• **Document passage**:
◆ ◆ ◆ ◆ ◆ ◆ ◆

During Mobutu's early years as President, he was hailed as an exemplar of the new breed of postcolonial African leader. He brought a fragile unity to his country, built schools and hospitals and forged a nonaligned approach to foreign policy. But as Zaire reeled under his economic mismanagement, compounded by the 1973 oil shock and a sharp drop in the price of copper exports, Mobutu resorted to calamitous improvisation. Following a trip to China, he launched a showy "authenticity" campaign designed to reduce Western influence and return his country to its African roots. Many foreign assets were nationalized, giving Mobutu tighter control over those sources of income.
Mobutu still managed to cut a dashing if reptilian figure on the international stage. Resplendent in his leopardskin toque, symbol of his authority as a traditional tribal chief, the jovial dictator has had little difficulty charming nearly all U.S. Presidents stretching back to John Kennedy. Political friendships with a long line of leaders in China, Romania, France, North Korea, South Africa and Israel (where he trained as a paratrooper) made him a widely traveled statesman. Some were seduced by Mobutu's eagerness to serve as a bulwark against Soviet expansion in the heart of Africa, others by Zaire's natural treasure trove of diamonds, gold, cobalt, copper, and the uranium used in the American nuclear bombs dropped on Japan in World War II.

◆ ◆ ◆ ◆ ◆ ◆ ◆

• **Extracted data**:
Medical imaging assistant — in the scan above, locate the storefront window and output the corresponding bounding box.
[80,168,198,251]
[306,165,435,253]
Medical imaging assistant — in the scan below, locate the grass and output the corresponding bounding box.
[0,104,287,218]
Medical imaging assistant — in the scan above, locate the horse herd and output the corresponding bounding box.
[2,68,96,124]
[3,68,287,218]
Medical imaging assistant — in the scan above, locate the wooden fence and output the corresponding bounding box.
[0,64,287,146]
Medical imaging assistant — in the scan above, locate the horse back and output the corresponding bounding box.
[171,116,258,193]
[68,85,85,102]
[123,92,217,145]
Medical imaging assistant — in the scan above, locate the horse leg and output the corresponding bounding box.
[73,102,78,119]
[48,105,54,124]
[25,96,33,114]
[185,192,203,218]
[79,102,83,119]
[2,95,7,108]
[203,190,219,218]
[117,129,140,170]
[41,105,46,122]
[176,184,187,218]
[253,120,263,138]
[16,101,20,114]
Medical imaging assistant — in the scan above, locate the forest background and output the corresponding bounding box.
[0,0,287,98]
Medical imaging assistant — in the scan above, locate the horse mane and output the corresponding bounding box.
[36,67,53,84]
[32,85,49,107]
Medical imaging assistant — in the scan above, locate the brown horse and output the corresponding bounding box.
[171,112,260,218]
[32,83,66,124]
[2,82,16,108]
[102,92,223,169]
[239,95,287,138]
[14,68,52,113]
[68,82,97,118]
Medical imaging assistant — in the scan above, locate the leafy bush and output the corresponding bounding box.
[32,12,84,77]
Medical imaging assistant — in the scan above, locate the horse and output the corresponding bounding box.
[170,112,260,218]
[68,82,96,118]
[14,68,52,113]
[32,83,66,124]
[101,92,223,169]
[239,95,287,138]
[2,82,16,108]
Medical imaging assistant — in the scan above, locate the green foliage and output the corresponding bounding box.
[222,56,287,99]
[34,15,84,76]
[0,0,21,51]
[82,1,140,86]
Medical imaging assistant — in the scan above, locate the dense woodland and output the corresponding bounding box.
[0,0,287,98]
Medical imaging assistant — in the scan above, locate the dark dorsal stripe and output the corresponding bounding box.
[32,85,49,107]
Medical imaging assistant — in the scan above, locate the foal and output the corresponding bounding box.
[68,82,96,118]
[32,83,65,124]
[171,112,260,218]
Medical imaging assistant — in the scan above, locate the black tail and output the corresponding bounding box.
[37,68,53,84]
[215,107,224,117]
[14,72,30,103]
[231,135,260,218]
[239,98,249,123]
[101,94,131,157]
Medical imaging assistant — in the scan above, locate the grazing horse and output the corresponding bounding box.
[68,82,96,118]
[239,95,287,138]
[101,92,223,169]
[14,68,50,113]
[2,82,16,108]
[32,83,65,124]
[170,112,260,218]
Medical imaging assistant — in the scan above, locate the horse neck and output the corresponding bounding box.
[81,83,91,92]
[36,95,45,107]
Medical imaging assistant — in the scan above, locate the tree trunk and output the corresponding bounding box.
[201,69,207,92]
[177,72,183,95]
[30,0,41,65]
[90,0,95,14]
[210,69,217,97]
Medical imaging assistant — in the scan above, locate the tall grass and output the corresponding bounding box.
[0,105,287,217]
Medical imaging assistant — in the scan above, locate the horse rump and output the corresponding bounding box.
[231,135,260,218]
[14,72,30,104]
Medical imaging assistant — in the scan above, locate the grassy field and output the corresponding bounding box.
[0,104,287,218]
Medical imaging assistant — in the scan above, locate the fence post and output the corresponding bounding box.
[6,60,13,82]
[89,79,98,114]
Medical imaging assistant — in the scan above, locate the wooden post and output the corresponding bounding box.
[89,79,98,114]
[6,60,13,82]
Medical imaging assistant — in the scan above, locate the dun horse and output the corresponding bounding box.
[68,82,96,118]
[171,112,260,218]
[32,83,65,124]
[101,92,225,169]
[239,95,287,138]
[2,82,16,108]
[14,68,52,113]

◆ ◆ ◆ ◆ ◆ ◆ ◆

• **Work instruction A**: In the passage about Mobutu, where did he train as a paratrooper?
• **Work instruction B**: Reproduce the passage about Mobutu word for word, starting at "Mobutu still managed" and ending at "World War II.".
• **Work instruction C**: Pick up the passage about Mobutu after its final sentence and carry it forward.
The records have no connection to the passage about Mobutu.

• **Exercise result A**: Israel

• **Exercise result B**:
Mobutu still managed to cut a dashing if reptilian figure on the international stage. Resplendent in his leopardskin toque, symbol of his authority as a traditional tribal chief, the jovial dictator has had little difficulty charming nearly all U.S. Presidents stretching back to John Kennedy. Political friendships with a long line of leaders in China, Romania, France, North Korea, South Africa and Israel (where he trained as a paratrooper) made him a widely traveled statesman. Some were seduced by Mobutu's eagerness to serve as a bulwark against Soviet expansion in the heart of Africa, others by Zaire's natural treasure trove of diamonds, gold, cobalt, copper, and the uranium used in the American nuclear bombs dropped on Japan in World War II.

• **Exercise result C**:
As Mobutu never tires of saying, whenever the U.S. needed a favor, he was usually delighted to oblige. He turned over facilities to the CIA in support of Jonas Savimbi, an American client in the still festering Angolan civil war, and helped train forces loyal to Hissene Habre, the West's ousted candidate for leadership in Chad. Zaire chaired the U.N. Security Council in January 1991 when the crucial votes were taken to approve military action against Iraq in the Gulf War. A senior U.S. official says Washington suggested to Kuwait that Mobutu's vote in favor of allied military strikes be generously rewarded. That initiative could be viewed as an attempt to circumvent U.S. law, which has for several years banned all but humanitarian aid to Zaire.
Impulsive and generous to a fault with relatives and friends, Mobutu must contend with their incessant demands for money and favors. One major distraction has been a feud between children of his late first wife Marie- Antoinette and those of his second, Bobi Ladawa. Another has been rivalry between Bobi Ladawa and her identical twin, a widow whom Mobutu took as a mistress some years ago and with whom he promptly had several children. Though such behavior has roots in African tradition, it has led to raucous family turmoil that represents a significant drain on the time Mobutu devotes to statecraft.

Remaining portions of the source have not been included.